(Photo-based point labeling data)
=======
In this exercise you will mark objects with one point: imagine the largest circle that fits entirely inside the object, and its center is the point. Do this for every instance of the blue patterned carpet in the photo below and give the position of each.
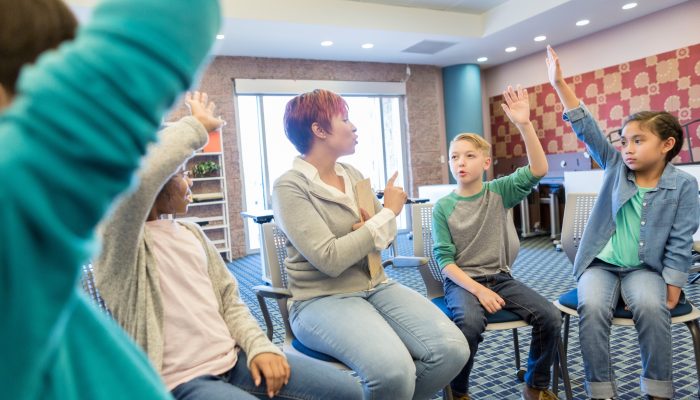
(494, 374)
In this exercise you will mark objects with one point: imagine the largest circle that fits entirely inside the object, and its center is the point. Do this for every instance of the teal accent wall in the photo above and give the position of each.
(462, 90)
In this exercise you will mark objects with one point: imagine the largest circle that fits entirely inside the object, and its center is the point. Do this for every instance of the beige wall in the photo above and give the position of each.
(424, 108)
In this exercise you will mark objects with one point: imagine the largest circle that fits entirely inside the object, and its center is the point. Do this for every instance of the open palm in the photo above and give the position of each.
(517, 105)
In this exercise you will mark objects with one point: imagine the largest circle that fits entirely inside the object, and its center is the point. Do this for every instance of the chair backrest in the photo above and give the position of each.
(275, 251)
(576, 212)
(87, 281)
(423, 246)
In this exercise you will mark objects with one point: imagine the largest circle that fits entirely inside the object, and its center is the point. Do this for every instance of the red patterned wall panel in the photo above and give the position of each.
(669, 81)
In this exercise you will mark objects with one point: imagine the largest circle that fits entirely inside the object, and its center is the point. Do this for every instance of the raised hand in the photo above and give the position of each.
(201, 108)
(275, 370)
(394, 196)
(517, 105)
(553, 67)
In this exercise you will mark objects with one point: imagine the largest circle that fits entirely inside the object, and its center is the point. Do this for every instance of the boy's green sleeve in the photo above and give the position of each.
(514, 187)
(444, 249)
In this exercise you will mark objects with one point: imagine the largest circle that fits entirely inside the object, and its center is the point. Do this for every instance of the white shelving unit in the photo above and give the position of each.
(211, 214)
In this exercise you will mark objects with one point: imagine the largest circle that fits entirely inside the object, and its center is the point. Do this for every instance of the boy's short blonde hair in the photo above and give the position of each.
(479, 142)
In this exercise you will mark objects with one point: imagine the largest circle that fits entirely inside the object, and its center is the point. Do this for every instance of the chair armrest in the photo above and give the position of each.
(262, 292)
(403, 261)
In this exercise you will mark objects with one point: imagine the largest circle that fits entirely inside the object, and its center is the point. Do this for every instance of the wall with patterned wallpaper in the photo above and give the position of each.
(424, 108)
(668, 81)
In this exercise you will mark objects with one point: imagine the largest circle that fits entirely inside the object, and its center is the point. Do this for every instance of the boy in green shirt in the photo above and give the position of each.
(469, 227)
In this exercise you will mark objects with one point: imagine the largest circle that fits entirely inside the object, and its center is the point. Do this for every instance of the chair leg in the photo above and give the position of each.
(694, 328)
(567, 319)
(562, 361)
(563, 366)
(695, 278)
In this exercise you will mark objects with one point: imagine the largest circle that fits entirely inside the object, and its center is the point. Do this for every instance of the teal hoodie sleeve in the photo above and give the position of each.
(69, 143)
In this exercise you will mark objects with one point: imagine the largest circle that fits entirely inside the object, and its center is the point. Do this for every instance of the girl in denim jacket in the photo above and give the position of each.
(637, 243)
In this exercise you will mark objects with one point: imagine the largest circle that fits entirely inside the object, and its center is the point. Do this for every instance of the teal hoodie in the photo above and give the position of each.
(69, 144)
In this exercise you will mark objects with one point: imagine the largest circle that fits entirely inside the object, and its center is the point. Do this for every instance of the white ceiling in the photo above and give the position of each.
(294, 29)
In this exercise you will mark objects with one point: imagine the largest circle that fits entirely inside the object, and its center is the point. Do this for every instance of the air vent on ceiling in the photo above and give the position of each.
(428, 47)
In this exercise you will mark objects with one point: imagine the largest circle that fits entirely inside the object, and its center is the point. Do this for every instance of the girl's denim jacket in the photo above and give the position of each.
(670, 212)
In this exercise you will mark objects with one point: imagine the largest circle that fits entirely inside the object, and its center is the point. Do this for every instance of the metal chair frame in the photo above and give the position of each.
(433, 279)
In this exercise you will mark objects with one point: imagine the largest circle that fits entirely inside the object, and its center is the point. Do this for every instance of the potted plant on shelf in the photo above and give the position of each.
(204, 169)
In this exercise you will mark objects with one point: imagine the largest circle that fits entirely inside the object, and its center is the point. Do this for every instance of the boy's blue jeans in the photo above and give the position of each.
(309, 380)
(398, 342)
(537, 311)
(644, 292)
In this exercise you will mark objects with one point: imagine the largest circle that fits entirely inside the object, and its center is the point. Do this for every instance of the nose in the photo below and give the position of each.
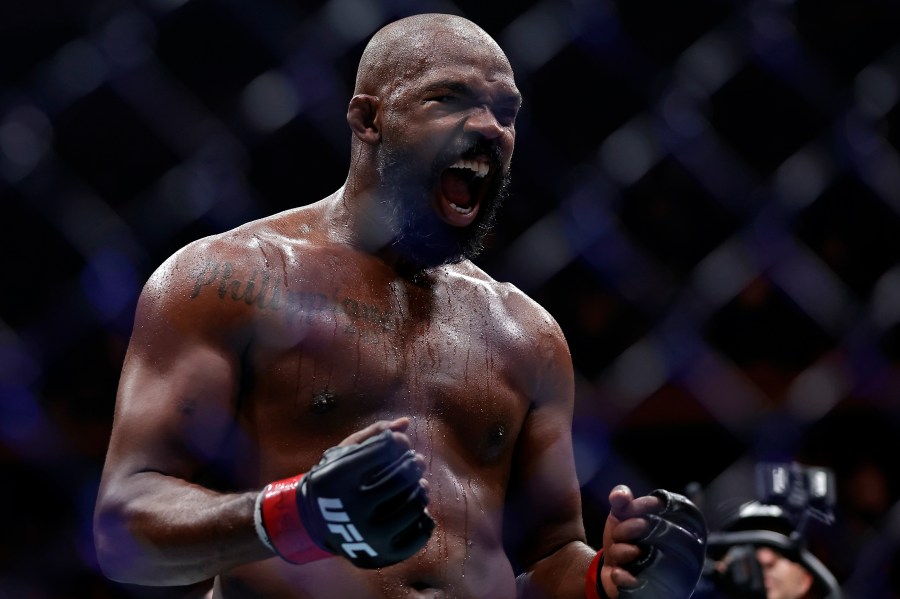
(484, 122)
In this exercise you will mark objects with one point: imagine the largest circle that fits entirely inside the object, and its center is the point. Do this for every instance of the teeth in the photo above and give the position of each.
(481, 169)
(459, 209)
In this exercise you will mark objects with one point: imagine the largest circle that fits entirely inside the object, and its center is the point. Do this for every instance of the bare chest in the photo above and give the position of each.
(327, 360)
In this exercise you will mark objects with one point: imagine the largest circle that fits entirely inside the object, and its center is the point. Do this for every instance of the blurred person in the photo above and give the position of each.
(766, 562)
(335, 402)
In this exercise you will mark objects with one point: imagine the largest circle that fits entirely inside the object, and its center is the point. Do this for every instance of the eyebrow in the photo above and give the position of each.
(463, 89)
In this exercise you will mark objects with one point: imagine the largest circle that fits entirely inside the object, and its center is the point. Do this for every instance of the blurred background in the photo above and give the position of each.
(706, 195)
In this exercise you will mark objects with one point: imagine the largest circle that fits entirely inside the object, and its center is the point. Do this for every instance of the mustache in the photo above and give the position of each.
(466, 149)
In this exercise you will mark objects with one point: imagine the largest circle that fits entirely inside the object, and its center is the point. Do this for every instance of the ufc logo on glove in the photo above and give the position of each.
(332, 511)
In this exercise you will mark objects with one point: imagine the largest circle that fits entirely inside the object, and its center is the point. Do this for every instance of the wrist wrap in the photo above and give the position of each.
(593, 587)
(279, 525)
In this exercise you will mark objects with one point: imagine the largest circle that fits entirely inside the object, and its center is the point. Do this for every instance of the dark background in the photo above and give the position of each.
(706, 196)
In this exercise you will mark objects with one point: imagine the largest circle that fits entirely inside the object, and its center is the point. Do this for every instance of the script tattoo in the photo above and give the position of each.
(262, 290)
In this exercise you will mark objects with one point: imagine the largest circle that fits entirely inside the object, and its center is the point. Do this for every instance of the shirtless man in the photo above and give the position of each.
(359, 323)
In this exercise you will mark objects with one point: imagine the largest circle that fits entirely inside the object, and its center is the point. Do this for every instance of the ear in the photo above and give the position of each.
(364, 118)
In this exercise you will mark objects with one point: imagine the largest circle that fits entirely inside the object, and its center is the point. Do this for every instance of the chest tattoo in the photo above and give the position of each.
(260, 289)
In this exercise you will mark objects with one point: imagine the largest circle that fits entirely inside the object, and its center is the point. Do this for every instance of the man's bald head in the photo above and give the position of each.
(404, 48)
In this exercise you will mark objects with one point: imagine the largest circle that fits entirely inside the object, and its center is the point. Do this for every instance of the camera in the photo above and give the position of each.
(789, 497)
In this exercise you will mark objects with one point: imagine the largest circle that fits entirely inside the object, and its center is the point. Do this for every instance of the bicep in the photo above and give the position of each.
(177, 392)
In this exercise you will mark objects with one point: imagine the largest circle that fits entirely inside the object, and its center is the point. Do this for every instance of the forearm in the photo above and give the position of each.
(560, 575)
(158, 530)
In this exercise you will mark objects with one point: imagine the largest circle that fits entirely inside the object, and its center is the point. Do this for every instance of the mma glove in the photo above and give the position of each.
(673, 552)
(363, 502)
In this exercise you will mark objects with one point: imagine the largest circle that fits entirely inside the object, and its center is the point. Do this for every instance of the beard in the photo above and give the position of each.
(421, 239)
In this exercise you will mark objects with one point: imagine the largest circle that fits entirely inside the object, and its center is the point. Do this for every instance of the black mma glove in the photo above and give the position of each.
(674, 551)
(363, 502)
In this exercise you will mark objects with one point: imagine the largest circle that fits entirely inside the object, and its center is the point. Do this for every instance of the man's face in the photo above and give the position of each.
(422, 236)
(784, 579)
(447, 141)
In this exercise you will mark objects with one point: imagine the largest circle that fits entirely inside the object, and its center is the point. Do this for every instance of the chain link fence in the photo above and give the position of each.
(706, 195)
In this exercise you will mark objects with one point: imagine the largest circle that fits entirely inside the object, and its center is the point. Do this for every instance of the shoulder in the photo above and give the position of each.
(201, 281)
(513, 303)
(538, 341)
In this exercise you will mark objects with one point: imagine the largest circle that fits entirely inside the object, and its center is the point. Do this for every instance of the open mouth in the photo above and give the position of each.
(462, 187)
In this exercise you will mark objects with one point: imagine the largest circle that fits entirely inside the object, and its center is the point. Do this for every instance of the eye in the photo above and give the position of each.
(442, 99)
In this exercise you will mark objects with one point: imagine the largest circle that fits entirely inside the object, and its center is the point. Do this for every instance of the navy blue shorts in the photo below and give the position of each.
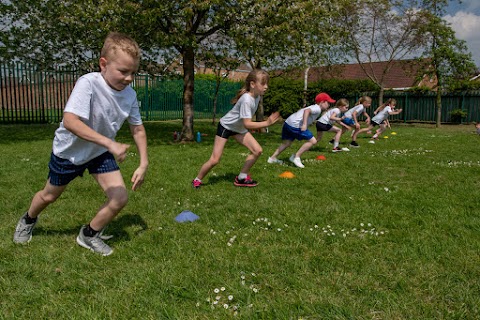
(62, 171)
(225, 133)
(322, 126)
(348, 121)
(292, 133)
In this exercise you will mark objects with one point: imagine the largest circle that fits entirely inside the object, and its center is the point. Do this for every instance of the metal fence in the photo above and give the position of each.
(30, 95)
=======
- Task instructions
Retype, word for word, the lines from the one with "of the chain" through the last line of the entries above, and only those lines. Leave pictures out.

- Exercise output
In this exercise you will mark objects with one point: imagine the largest circle that fits entirely inside the object, and its center is the point. Do this for every instance of the chain link fence in the photo above and give the position of each.
(706, 195)
In this exercise you will mark objects with one point: imagine the largest circle that fits entirely inside the object, and its center is the point. Do this for every instance of the shoulder in the photo above and give the position of each.
(201, 281)
(513, 303)
(538, 341)
In this exercise you will mark objects with one point: imagine the largest circle that fits entirely inside the object, and its center is the point. Do this for every instance of the open mouth in the photo above and give the position of each.
(462, 187)
In this exercise you will mark objects with one point: imagine the largest circle that fits entirely inside the object, and its center is the point. Do this for every instance of the eye in the photo above and give the position of each.
(442, 99)
In this exercise you will mark objects with one point: imagine the largest circle that fits entirely inside the object, and its center is the point. Do this for every instance of the navy blue shorts in the photo below and give the position of each.
(62, 171)
(225, 133)
(322, 126)
(348, 121)
(292, 133)
In this exercise you will mark objects with one point: imagine the largest circle that fits entirely inside the object, and its center is the point. Do this for every instance of the metal fence in the photo above and give the position of each.
(30, 95)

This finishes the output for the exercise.